▶ What is required:
Copy out the listing below word for word, leaving out the pictures.

▶ Records shown:
┏━━
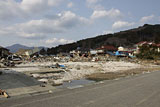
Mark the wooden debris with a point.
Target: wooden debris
(2, 92)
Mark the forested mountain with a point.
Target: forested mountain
(124, 38)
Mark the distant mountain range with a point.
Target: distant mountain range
(123, 38)
(14, 48)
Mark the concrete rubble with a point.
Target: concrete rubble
(54, 71)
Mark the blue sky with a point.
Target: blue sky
(53, 22)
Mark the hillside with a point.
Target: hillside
(14, 48)
(123, 38)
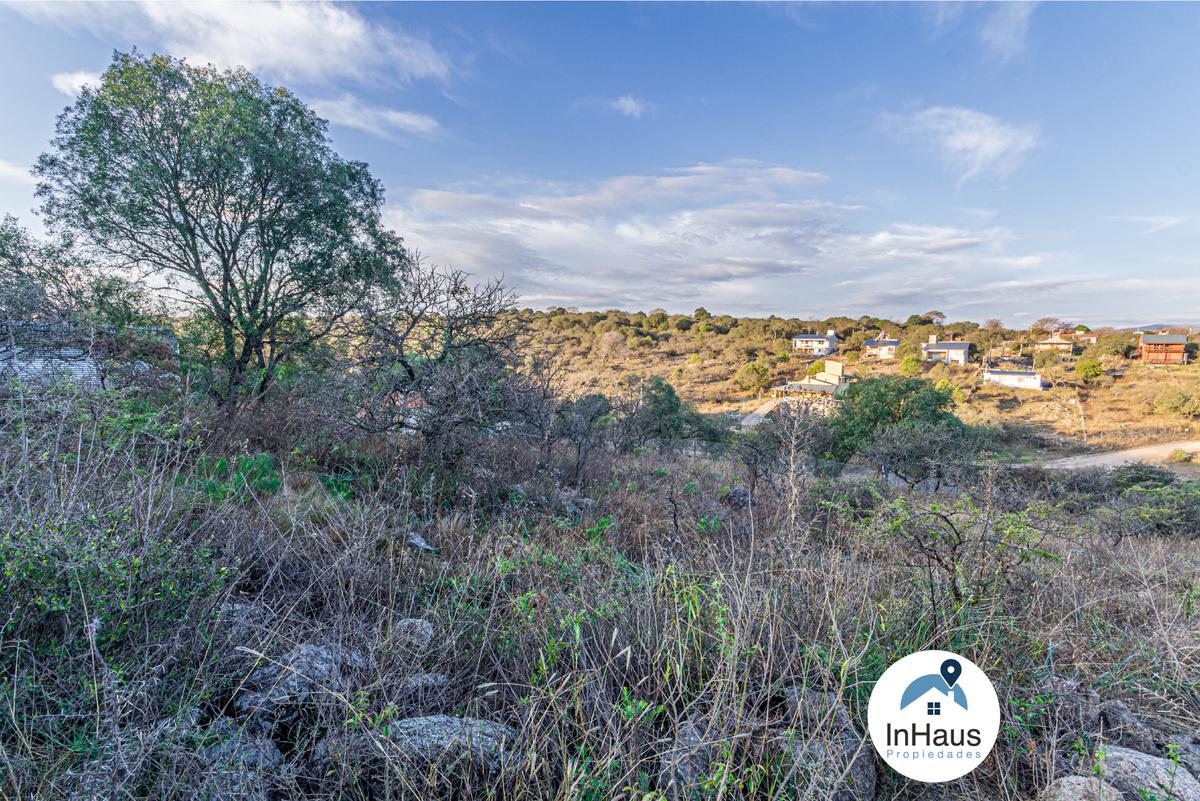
┗━━
▶ The response:
Mark the wooden debris with a point.
Target: wooden debris
(2, 92)
Mark the forested mountain with a point.
Target: forested mountain
(124, 38)
Mark the distant mountain range with a point.
Target: distant mountain range
(123, 38)
(14, 48)
Mark the concrete rubble with a point.
Target: concrete rubble
(54, 71)
Mark the blue sky with a point.
Target: blue sky
(53, 22)
Mark the hillside with a point.
Target: hillside
(14, 48)
(123, 38)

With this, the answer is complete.